Глава 9 Великие отравители
Глава 9
Великие отравители
Тихие убийцы
Яд — это оружие слабого. К нему прибегали те, кто не мог (или не хотел) сразиться с противником в открытом бою. Отравления принимали самые различные формы. Яды подмешивали в напитки и пищу, их хранили в перстнях, ими смазывали концы специально изготовленных для этих целей булавок и ключей. Ядами пропитывали перчатки, обувь, белье, книги.
Некоторые авторы утверждают, что папа Климент VII был отравлен испарениями мышьяка, запрятанного в факел; Генрих VII и кардинал де Беруль погибли от яда, спрятанного в просфорах. Неаполитанский царь Конрад и, вероятно, Людовик XIII пали жертвой отравленной клизмы. Яд попадал в организм с помощью хирургических пластырей, а порой и половым путем. Так, египетские фараоны, чтобы избавиться от врагов, посылали им девушек, добровольно соглашавшихся принять перед этим большое количество яда. Известно также, что польский король Владислав был «…отравлен через собственный половой орган ядом, заранее помещенным во влагалище его любовницы».

• _Строки_
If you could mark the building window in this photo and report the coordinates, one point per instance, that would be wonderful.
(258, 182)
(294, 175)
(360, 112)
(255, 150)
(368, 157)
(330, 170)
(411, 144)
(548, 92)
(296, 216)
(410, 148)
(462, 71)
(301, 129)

• _Задания_
A - Где, по утверждению некоторых авторов, был спрятан мышьяк, испарениями которого отравили папу Климента VII, согласно тексту об отравителях?
B - Приведите, пожалуйста, продолжение текста об отравителях, начиная сразу после его последнего предложения.

• _Ответы на задания_
A - В факеле.

B -
Особенно часто к ядам прибегали женщины. Еще в Древнем Риме неверная жена, тщась скрыть от мужа свои похождения, нередко сознавала, что проще избавиться от рогатого супруга, чем от дурной славы. Случалось, гибли и прелюбодеи. Так, римский историк Тит Ливий сообщает, что в 328 году до н. э. консулы Валерий Флакк и Клавдий Марцелл, а также еще многие видные римляне внезапно были похищены смертью. Сперва их посчитали жертвами морового поветрия. Но потом одна из рабынь выдала эдилу Фабию Максиму (эдил следил за порядком в Риме), что всех этих достойных мужей свел под землю яд. Его подмешивали им в напитки знатные дамы. После этого и впрямь некоторые матроны были пойманы с поличным, когда варили смертоносный напиток. Еще у двадцати были найдены изрядные количества подозрительных веществ. На словах они клялись, что приготавливали лишь снадобья. Тогда провели испытание. Оно закончилось ужасно. Каждой из римлянок надлежало попробовать того отвара, что она приготовила. Отведав его, отравительницы умерли.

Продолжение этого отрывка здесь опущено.